#### EXERCISE DIRECTIONS
Check each line of the records below for the string "shirt", then state how many lines contain it, with no other output.

[Dataset entries]

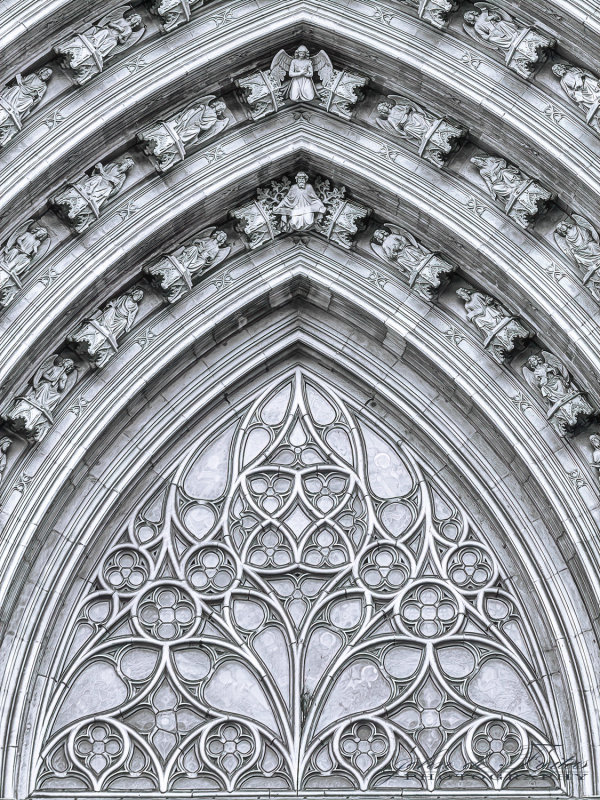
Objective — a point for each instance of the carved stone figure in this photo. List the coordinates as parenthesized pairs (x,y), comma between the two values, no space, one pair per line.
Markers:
(168,141)
(524,49)
(437,12)
(567,406)
(579,241)
(291,79)
(24,246)
(97,338)
(426,271)
(300,207)
(436,137)
(583,88)
(85,54)
(5,444)
(80,202)
(523,198)
(19,99)
(280,208)
(31,414)
(174,13)
(501,330)
(174,273)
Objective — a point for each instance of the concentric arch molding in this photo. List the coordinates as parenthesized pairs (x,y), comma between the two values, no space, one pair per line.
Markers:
(404,192)
(490,99)
(452,444)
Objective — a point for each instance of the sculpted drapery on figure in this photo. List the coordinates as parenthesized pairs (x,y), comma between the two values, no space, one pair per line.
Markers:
(436,137)
(97,337)
(81,202)
(427,272)
(19,99)
(502,332)
(579,241)
(168,141)
(567,406)
(174,273)
(524,49)
(31,414)
(292,79)
(85,54)
(522,197)
(26,245)
(583,88)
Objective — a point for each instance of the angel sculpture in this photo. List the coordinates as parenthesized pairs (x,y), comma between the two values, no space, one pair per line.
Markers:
(29,242)
(31,414)
(579,241)
(437,138)
(300,70)
(172,275)
(425,270)
(84,54)
(566,405)
(523,47)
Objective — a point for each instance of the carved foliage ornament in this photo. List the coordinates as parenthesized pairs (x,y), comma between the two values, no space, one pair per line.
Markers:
(19,99)
(524,48)
(281,207)
(173,274)
(85,54)
(299,609)
(426,271)
(27,244)
(292,80)
(502,331)
(80,203)
(97,337)
(523,198)
(168,142)
(567,406)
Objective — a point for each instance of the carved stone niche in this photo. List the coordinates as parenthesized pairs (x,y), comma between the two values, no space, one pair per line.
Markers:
(26,245)
(291,80)
(280,207)
(84,55)
(567,408)
(502,332)
(426,271)
(523,198)
(167,142)
(31,414)
(174,13)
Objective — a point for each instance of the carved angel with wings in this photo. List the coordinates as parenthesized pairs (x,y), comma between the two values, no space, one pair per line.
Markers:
(300,70)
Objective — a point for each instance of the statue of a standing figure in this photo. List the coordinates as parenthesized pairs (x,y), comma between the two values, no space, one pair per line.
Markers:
(27,244)
(436,137)
(85,54)
(168,141)
(80,202)
(501,330)
(97,338)
(583,88)
(522,197)
(524,49)
(300,207)
(31,414)
(567,406)
(579,241)
(173,274)
(18,100)
(425,270)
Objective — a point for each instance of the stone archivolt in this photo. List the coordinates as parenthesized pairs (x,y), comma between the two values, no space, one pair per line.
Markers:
(342,215)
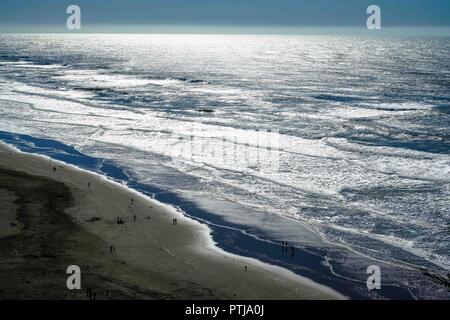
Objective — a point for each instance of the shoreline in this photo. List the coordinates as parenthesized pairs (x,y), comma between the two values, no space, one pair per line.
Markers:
(184,253)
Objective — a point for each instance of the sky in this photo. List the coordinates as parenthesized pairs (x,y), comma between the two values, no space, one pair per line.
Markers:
(221,15)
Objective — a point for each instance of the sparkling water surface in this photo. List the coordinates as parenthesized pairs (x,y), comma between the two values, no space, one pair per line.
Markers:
(362,126)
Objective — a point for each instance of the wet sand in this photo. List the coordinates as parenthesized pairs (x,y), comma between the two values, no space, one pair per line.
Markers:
(127,246)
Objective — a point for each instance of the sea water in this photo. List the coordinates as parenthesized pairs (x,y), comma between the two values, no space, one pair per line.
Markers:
(338,145)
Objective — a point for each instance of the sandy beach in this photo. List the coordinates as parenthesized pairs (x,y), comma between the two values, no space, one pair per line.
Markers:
(54,215)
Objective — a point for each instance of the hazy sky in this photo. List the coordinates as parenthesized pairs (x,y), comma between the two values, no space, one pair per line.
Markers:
(34,15)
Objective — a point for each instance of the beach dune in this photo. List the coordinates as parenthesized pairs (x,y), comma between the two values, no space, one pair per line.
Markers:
(127,245)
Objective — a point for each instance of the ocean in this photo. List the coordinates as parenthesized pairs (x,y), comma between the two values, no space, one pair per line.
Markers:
(339,145)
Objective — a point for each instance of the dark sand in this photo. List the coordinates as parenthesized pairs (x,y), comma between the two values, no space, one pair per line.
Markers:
(51,219)
(33,261)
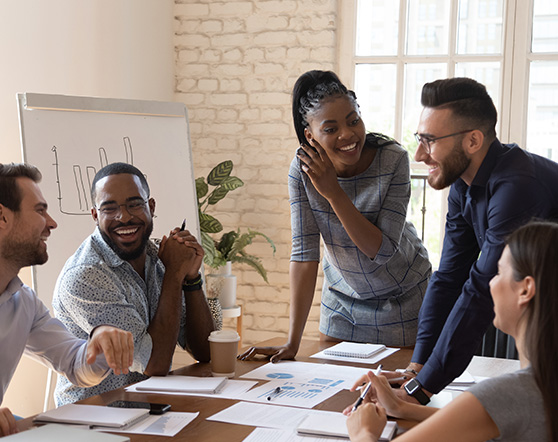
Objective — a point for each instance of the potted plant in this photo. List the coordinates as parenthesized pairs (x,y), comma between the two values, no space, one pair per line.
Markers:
(230,247)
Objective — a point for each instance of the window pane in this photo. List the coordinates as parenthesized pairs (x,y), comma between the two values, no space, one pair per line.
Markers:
(375,89)
(479,29)
(415,77)
(377,27)
(542,122)
(487,73)
(545,26)
(428,27)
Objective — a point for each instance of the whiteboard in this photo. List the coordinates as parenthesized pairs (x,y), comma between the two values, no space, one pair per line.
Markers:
(70,138)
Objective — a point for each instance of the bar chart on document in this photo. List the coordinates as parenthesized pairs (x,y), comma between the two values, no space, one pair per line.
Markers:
(281,392)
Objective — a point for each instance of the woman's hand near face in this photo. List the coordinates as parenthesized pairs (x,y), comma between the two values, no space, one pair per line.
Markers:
(319,168)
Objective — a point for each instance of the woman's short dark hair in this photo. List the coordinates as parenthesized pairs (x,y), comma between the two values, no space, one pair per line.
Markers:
(308,92)
(534,252)
(468,100)
(116,169)
(10,193)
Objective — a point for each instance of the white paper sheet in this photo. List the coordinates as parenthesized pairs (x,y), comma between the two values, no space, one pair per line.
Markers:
(292,394)
(233,389)
(338,376)
(168,424)
(274,435)
(374,359)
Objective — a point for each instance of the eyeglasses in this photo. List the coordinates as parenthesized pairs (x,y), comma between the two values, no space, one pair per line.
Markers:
(427,141)
(113,210)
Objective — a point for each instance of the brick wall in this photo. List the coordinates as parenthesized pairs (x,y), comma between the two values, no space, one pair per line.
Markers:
(236,63)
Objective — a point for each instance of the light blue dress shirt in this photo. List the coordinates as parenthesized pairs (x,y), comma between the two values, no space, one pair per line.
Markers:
(26,326)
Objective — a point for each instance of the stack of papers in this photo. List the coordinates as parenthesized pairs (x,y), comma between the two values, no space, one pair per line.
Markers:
(184,384)
(93,415)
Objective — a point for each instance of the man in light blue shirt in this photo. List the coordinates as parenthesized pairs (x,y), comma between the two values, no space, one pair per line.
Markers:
(25,322)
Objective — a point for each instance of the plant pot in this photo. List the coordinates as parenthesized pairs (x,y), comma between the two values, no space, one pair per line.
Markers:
(216,312)
(222,285)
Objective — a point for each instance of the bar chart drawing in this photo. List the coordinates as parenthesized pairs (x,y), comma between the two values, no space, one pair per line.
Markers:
(74,196)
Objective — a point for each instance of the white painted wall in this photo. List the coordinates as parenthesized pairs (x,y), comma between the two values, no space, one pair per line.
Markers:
(105,48)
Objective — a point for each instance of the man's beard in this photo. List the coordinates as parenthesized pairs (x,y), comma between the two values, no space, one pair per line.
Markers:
(452,168)
(133,254)
(24,253)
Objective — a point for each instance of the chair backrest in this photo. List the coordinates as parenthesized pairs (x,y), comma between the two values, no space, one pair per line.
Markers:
(497,344)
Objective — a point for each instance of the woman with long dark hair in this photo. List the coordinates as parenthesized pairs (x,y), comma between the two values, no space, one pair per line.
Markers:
(350,190)
(519,406)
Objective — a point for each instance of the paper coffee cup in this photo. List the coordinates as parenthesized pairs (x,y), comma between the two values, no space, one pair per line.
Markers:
(223,345)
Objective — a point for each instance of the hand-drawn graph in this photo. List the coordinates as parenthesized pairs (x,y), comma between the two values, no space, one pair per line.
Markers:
(80,187)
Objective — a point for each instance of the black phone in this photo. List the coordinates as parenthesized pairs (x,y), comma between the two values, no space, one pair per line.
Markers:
(152,407)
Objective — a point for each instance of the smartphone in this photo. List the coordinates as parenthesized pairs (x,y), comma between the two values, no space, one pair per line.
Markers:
(152,407)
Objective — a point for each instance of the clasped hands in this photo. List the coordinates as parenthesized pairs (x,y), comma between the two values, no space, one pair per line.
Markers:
(181,253)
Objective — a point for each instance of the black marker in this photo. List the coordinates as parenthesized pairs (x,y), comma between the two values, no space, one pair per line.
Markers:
(274,393)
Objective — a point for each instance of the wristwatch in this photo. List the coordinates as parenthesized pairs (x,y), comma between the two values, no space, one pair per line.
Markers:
(413,388)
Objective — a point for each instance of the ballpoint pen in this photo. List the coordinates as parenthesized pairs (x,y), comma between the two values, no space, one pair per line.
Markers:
(274,393)
(366,390)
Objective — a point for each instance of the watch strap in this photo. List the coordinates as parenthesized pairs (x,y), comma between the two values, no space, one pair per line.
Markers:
(417,392)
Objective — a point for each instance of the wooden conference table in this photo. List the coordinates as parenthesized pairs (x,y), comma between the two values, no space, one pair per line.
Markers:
(203,430)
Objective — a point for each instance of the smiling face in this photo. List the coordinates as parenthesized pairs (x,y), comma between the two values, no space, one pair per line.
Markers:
(337,127)
(126,234)
(25,243)
(447,160)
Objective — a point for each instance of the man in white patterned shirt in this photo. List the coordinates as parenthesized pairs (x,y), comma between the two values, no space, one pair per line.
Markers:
(25,322)
(118,276)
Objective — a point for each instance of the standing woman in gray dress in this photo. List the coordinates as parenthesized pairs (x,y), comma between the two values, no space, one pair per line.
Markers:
(351,190)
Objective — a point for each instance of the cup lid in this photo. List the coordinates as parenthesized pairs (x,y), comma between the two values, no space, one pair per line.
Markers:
(224,336)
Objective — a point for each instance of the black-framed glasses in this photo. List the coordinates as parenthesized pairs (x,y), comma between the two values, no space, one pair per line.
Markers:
(113,210)
(427,141)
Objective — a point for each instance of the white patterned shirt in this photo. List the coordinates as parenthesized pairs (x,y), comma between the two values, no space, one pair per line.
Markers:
(97,287)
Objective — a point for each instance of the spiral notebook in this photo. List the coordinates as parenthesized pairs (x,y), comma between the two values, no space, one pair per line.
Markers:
(354,350)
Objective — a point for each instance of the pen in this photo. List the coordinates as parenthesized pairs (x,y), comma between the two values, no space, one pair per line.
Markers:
(366,390)
(274,393)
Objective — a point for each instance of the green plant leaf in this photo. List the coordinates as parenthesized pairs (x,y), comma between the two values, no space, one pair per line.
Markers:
(232,183)
(217,195)
(201,188)
(220,172)
(209,249)
(209,224)
(226,243)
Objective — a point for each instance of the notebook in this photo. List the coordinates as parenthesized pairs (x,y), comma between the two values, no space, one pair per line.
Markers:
(93,415)
(186,384)
(335,425)
(58,433)
(354,350)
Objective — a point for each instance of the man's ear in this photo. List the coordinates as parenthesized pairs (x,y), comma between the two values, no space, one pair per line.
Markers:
(95,215)
(5,216)
(529,291)
(474,141)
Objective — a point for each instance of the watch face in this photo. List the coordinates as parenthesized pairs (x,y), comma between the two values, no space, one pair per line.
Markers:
(412,386)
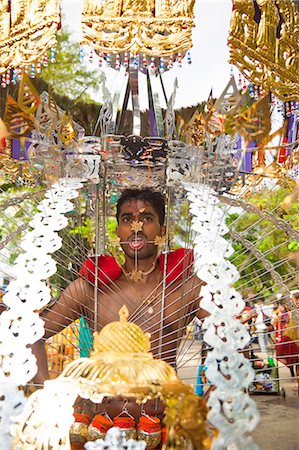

#### TASK RESULT
4